DATASET RECORDS: Begin
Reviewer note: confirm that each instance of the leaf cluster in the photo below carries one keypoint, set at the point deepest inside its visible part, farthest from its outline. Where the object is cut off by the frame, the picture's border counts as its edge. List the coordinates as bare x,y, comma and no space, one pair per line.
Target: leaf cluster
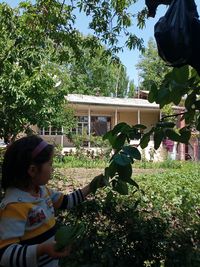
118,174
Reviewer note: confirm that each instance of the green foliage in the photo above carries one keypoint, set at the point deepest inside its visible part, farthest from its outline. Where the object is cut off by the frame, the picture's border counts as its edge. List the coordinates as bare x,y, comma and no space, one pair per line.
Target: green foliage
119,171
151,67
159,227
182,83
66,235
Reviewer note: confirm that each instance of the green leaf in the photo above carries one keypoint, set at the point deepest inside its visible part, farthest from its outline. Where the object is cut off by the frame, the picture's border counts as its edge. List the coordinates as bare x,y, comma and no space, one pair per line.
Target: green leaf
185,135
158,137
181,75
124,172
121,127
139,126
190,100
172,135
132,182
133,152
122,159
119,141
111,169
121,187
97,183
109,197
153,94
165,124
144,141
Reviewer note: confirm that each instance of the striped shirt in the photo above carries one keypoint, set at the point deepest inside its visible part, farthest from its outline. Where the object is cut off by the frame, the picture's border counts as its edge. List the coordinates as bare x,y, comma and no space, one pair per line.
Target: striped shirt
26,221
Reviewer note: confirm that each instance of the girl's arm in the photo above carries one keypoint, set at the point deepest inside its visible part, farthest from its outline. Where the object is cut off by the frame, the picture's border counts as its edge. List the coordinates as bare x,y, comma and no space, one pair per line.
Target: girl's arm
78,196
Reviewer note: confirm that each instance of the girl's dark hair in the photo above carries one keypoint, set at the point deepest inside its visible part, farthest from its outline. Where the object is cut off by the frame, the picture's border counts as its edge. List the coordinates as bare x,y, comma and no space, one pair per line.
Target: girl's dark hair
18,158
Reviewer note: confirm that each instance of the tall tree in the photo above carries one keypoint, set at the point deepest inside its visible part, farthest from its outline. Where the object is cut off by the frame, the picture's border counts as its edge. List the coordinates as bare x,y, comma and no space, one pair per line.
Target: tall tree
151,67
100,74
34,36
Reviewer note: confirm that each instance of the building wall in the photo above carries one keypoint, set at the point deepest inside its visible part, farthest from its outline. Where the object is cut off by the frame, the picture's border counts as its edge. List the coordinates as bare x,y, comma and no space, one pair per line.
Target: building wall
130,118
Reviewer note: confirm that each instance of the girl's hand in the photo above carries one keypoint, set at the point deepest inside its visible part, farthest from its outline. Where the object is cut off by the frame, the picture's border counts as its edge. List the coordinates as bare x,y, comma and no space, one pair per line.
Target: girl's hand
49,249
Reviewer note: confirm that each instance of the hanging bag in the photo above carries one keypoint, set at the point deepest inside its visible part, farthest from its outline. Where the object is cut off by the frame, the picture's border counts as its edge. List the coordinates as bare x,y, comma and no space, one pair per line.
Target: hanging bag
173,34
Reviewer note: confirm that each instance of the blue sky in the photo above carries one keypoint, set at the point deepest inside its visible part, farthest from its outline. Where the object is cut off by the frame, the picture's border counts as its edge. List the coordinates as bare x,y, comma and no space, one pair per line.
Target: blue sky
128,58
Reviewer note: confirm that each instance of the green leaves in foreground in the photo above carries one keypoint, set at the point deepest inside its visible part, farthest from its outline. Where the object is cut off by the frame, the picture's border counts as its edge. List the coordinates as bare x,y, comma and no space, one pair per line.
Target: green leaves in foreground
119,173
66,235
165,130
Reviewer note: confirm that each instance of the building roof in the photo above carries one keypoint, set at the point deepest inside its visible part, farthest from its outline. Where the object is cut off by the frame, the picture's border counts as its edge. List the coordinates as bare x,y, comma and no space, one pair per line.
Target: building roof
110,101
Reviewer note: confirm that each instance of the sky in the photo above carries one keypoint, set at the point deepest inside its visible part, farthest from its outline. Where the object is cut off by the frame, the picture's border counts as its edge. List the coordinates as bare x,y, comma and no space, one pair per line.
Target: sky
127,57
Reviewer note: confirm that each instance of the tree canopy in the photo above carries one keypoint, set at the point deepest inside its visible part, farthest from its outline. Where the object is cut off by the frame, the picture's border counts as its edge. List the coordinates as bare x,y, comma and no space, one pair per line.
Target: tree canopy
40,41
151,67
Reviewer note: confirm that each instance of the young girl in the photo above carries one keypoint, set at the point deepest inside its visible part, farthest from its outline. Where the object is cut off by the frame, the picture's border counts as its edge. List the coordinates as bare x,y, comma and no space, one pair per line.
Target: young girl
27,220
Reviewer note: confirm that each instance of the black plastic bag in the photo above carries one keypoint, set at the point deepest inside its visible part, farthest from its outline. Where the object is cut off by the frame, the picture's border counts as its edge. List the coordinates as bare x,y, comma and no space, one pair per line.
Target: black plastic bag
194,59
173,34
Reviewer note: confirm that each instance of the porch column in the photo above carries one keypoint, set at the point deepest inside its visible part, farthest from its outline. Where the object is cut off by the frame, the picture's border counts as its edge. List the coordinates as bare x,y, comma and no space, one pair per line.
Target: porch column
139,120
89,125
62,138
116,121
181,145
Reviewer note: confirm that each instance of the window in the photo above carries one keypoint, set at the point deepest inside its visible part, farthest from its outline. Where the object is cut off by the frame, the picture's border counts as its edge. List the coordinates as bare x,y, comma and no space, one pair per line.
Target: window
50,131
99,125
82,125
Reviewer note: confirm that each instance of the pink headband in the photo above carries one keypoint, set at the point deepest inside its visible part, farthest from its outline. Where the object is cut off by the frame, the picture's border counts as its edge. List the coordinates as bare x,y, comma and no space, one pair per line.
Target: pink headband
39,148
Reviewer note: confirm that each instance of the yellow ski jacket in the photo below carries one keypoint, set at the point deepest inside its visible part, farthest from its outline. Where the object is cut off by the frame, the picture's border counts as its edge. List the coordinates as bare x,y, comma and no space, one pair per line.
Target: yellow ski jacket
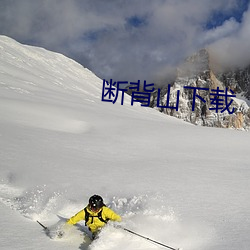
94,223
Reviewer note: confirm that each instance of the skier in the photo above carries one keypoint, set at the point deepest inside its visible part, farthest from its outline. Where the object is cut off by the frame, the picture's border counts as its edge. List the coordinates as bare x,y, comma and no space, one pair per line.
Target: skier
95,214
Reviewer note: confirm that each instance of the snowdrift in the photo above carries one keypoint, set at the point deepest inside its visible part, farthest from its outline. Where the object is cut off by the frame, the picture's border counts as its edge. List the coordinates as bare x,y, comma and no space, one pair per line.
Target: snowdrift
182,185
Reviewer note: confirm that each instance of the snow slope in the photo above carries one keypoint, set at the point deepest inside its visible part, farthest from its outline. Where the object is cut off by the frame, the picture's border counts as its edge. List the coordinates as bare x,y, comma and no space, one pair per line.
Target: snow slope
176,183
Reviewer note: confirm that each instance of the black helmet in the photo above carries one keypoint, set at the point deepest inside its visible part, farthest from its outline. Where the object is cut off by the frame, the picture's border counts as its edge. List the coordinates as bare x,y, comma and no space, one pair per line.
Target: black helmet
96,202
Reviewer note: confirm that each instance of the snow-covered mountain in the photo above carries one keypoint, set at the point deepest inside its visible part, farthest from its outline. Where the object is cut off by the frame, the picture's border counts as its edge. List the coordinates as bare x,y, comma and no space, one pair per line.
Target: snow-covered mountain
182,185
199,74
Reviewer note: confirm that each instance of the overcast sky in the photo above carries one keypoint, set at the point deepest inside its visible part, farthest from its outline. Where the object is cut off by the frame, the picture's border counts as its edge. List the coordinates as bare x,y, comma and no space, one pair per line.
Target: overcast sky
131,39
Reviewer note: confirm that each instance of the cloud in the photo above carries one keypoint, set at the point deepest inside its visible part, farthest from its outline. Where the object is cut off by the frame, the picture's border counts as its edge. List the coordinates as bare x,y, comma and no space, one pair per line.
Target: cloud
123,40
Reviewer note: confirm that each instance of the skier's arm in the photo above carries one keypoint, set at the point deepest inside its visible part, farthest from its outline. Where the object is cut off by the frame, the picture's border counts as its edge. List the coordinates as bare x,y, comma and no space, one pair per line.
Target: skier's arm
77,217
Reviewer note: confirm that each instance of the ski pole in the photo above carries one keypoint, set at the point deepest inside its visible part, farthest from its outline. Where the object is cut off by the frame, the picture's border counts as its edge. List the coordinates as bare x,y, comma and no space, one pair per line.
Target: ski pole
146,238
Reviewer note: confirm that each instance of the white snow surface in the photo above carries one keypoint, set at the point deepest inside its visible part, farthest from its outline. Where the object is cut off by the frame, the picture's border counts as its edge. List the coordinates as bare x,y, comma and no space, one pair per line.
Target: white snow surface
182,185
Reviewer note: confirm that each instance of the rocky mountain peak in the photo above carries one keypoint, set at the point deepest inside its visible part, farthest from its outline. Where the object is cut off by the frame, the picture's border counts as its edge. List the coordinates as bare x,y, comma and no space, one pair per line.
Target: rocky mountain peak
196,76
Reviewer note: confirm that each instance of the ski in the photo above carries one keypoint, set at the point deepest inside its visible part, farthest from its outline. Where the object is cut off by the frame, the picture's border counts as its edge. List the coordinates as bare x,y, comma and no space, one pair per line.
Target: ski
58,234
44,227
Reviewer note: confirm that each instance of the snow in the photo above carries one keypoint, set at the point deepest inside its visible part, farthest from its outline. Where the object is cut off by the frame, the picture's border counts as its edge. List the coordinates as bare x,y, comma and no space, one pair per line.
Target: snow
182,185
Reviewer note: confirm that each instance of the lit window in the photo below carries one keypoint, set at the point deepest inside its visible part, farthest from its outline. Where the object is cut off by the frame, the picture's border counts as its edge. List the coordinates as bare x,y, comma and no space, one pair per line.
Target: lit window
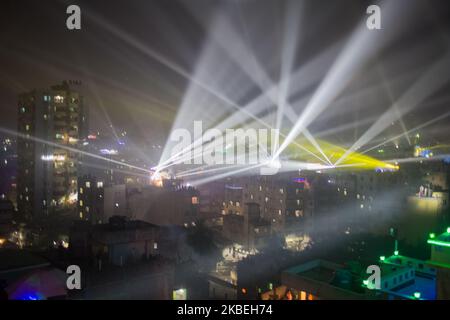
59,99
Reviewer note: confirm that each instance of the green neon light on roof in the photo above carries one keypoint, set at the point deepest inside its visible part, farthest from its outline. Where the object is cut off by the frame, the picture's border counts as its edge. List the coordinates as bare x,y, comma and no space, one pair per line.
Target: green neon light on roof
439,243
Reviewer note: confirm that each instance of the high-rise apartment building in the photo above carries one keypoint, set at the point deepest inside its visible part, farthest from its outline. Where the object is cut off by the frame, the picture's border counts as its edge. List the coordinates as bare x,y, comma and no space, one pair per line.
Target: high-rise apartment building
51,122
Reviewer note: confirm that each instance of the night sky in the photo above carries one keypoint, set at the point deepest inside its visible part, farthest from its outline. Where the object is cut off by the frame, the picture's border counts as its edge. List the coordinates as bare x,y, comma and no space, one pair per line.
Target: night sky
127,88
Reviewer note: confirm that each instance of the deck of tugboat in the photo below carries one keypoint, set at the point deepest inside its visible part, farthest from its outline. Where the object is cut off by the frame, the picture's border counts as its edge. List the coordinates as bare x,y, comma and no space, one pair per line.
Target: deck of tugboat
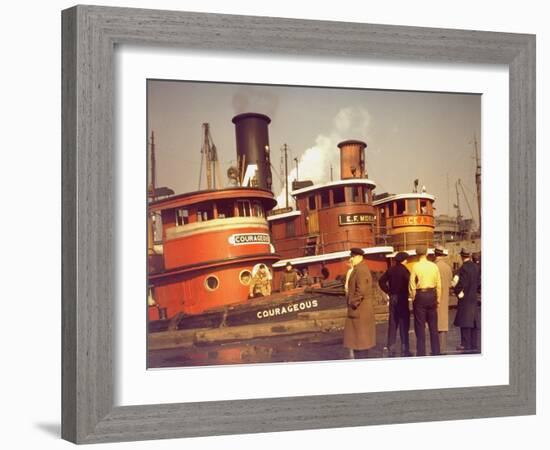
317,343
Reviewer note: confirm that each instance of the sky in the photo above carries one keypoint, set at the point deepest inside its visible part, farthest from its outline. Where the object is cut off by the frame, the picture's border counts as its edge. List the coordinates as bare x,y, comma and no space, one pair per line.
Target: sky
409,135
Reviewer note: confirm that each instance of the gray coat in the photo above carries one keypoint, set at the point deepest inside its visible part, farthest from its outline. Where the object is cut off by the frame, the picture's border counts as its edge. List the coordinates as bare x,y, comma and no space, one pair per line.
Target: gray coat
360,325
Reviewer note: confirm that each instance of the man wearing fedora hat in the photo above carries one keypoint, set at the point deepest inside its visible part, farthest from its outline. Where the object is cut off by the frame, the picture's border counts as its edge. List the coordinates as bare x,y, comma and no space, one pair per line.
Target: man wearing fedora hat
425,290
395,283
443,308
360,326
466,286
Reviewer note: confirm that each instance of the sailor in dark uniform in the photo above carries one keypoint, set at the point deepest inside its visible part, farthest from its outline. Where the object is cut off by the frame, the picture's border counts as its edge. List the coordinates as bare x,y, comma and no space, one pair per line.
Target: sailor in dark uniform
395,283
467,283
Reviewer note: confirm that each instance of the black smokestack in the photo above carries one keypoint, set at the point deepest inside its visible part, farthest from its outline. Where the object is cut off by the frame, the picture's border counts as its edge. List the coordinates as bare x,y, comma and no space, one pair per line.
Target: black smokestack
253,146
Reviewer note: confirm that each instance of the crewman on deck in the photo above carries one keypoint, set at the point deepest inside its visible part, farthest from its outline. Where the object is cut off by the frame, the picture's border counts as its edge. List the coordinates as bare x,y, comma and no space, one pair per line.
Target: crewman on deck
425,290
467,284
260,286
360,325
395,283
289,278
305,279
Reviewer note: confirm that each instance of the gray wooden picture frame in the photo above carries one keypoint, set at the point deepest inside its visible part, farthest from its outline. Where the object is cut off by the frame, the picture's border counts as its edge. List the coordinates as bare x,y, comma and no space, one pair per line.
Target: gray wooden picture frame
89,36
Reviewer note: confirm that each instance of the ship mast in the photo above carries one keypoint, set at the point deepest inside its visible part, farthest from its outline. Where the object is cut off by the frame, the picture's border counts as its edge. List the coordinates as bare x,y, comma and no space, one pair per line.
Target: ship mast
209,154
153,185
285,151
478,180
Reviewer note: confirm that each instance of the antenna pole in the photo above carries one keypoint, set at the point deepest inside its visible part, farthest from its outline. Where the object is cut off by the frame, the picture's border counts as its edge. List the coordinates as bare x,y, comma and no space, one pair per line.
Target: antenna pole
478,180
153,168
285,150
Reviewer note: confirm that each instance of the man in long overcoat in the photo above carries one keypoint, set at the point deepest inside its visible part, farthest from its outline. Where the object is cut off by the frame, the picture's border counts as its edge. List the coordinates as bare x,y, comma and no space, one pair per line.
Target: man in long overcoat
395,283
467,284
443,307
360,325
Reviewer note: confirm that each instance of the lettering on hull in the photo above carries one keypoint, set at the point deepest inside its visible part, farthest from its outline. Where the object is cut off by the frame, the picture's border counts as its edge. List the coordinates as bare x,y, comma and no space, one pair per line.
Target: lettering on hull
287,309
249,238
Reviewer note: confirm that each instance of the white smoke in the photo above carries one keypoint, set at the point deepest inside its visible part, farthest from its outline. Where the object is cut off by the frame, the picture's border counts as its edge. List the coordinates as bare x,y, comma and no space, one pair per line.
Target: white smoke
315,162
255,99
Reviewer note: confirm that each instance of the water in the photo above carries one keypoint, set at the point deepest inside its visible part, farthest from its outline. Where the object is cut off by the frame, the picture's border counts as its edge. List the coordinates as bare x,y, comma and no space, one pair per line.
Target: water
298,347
DATASET RECORDS: End
(WHAT TO WORK ON)
Look through the data above and report every line in which "below" appears.

(WRITTEN RESPONSE)
Reviewer note: confirm that each instance of the leaf cluster in the photo below carries one keypoint, set at the point deepest inside its visible part, farthest from its outline. Where the object is cut off by the frame, the picture's border counts as its edge. List the coordinates as bare x,y, comma and no space, one pair per line.
Reviewer note: confirm that each instance of the yellow ski jacket in the photo below carries one keypoint, set at the point deepest inside its visible part, farthest from its outline. Where the object is cut off by the frame, the picture's border counts as its edge. List the coordinates as bare x,y, comma and no space, one pair per line.
Reviewer note: confirm that each instance of the lit window in the photo below carries one keypoint, set at the point deepest inside its visible part, farthest from its outline. Where the object is cut off by the frame, the picture's border counts as its edge. List the coordinates as bare x,y, comma and no space, one pair per line.
Reviewer note: confirm that each instance of the deck of tugboat in the photo below carries one keypoint, set at the point deepest inside its visible part, farthest from its outline. Where the object is cut off by the frame, the picture's border counts as its edge. List the coordinates as bare x,y, comma and no space, one pair per line.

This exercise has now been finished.